YOUR OBJECTIVE »
Could you reproduce, word for word, the lines of the listing below from the line with "the dark reef" up to and including the line with "[45, 1, 79, 42]"?

MATERIAL PROVIDED »
━━━

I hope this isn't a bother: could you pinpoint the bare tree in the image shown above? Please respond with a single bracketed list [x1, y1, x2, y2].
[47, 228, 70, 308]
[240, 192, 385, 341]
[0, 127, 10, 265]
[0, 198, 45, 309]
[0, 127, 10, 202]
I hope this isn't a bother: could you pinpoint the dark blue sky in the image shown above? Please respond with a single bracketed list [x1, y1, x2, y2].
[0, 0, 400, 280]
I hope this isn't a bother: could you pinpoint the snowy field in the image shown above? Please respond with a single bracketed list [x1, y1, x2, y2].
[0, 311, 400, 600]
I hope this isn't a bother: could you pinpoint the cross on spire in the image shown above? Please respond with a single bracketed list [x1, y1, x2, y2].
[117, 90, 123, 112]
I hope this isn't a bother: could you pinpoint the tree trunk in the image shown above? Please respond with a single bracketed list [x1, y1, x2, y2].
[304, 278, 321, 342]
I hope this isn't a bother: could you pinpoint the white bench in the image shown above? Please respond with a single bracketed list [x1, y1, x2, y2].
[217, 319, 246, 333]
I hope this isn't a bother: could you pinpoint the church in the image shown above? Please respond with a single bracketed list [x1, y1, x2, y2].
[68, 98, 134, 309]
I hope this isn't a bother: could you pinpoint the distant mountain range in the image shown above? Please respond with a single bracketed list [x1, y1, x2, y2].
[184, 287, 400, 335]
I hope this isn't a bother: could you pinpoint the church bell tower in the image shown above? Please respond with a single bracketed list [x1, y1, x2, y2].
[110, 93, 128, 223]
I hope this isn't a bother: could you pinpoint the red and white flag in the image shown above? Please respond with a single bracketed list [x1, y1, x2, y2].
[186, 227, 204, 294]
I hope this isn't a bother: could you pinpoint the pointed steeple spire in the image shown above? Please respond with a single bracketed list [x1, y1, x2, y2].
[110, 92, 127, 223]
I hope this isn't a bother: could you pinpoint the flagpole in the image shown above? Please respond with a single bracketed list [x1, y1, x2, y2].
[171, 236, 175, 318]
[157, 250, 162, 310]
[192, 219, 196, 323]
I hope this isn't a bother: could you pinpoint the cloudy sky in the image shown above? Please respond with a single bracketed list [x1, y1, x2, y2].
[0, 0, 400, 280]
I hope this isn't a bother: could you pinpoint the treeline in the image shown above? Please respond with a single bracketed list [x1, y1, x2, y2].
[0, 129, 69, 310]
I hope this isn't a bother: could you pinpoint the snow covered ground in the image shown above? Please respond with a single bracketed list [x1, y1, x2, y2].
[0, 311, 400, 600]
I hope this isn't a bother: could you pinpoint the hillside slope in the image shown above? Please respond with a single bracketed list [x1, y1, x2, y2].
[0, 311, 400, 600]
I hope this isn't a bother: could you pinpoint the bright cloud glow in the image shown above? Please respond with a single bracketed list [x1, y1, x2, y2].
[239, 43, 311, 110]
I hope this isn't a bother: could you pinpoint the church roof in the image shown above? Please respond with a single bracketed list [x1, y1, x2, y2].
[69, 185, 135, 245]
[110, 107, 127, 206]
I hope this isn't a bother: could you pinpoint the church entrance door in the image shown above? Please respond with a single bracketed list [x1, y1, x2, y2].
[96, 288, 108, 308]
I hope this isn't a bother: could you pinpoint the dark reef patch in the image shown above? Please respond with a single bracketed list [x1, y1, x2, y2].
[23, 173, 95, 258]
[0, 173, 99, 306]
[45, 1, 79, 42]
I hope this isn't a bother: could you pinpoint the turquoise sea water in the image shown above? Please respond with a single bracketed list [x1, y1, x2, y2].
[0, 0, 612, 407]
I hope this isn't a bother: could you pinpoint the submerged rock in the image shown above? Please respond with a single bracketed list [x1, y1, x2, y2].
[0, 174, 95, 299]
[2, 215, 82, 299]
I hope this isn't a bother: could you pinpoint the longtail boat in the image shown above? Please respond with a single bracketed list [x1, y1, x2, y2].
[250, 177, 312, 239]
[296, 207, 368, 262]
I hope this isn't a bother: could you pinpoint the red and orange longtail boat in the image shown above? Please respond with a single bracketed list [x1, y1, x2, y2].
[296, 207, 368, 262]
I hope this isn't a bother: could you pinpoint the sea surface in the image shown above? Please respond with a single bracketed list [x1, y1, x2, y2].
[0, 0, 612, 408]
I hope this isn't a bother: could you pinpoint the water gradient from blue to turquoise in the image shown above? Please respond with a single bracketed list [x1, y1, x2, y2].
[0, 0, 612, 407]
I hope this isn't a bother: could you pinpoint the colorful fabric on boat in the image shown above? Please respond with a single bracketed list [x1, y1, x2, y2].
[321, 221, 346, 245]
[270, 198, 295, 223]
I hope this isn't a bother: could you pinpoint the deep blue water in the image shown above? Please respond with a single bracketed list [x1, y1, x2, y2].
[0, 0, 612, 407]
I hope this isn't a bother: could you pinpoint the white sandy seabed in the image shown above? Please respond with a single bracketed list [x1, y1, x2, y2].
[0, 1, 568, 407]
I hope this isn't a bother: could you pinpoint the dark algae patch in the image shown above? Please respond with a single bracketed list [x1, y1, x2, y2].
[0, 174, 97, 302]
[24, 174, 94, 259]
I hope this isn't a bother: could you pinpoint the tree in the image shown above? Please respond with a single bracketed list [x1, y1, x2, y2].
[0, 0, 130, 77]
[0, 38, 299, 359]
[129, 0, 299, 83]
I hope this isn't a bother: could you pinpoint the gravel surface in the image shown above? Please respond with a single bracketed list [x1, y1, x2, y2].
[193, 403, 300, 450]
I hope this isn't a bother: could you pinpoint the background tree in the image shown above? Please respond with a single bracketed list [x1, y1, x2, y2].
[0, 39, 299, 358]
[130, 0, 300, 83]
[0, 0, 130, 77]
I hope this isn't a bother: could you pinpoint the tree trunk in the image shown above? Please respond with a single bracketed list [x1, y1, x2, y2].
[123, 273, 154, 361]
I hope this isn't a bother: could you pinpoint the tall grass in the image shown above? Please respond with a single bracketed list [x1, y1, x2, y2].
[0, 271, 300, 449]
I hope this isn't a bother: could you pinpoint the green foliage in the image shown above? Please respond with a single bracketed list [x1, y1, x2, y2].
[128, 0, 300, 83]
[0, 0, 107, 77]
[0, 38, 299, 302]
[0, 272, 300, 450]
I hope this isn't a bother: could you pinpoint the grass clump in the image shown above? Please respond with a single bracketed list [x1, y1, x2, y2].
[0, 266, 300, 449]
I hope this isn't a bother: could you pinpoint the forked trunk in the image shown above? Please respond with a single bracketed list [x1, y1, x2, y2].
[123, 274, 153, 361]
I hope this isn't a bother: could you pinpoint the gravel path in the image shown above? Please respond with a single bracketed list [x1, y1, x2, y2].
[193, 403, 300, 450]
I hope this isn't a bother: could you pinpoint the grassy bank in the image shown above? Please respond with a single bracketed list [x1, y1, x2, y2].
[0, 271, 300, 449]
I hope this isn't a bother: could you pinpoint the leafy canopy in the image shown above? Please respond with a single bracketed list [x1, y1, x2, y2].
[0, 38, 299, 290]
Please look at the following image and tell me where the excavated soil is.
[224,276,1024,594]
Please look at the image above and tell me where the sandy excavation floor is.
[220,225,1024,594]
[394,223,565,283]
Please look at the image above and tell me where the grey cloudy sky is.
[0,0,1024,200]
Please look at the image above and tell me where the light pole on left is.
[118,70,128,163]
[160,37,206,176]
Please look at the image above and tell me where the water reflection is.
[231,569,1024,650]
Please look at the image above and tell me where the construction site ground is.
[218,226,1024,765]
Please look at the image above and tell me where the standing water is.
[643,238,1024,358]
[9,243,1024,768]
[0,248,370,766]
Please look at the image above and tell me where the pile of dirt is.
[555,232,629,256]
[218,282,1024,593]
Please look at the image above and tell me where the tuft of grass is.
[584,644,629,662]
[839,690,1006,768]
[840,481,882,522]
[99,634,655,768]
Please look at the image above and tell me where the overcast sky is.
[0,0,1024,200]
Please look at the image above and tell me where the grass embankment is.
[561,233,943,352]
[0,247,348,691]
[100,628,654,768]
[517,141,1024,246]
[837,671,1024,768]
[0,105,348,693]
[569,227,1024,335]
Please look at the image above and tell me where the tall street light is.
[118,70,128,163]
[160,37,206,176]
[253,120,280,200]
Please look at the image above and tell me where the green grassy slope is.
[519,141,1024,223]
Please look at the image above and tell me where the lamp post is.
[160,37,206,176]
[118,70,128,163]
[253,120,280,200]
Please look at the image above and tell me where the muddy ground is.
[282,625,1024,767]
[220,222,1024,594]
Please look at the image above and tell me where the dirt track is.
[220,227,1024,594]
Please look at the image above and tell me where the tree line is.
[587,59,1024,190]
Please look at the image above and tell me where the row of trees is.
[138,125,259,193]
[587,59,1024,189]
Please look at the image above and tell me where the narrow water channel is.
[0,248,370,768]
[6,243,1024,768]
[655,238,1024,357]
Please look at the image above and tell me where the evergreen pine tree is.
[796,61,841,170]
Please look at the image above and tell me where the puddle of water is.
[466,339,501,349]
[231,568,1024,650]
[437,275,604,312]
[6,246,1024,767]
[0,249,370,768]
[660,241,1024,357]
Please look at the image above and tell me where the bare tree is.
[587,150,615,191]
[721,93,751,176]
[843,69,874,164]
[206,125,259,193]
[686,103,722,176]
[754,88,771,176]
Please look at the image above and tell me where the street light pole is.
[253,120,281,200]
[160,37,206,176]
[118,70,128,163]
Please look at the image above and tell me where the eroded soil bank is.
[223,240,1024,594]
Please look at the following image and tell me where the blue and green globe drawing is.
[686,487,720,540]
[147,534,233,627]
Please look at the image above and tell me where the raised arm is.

━━━

RIGHT ANSWER »
I hope this isn't a bother: could you pinpoint the dark reef patch in the image shown above? Please respond with a single bracketed list [x1, y1, x2, y2].
[23, 173, 95, 258]
[0, 173, 99, 306]
[45, 1, 79, 42]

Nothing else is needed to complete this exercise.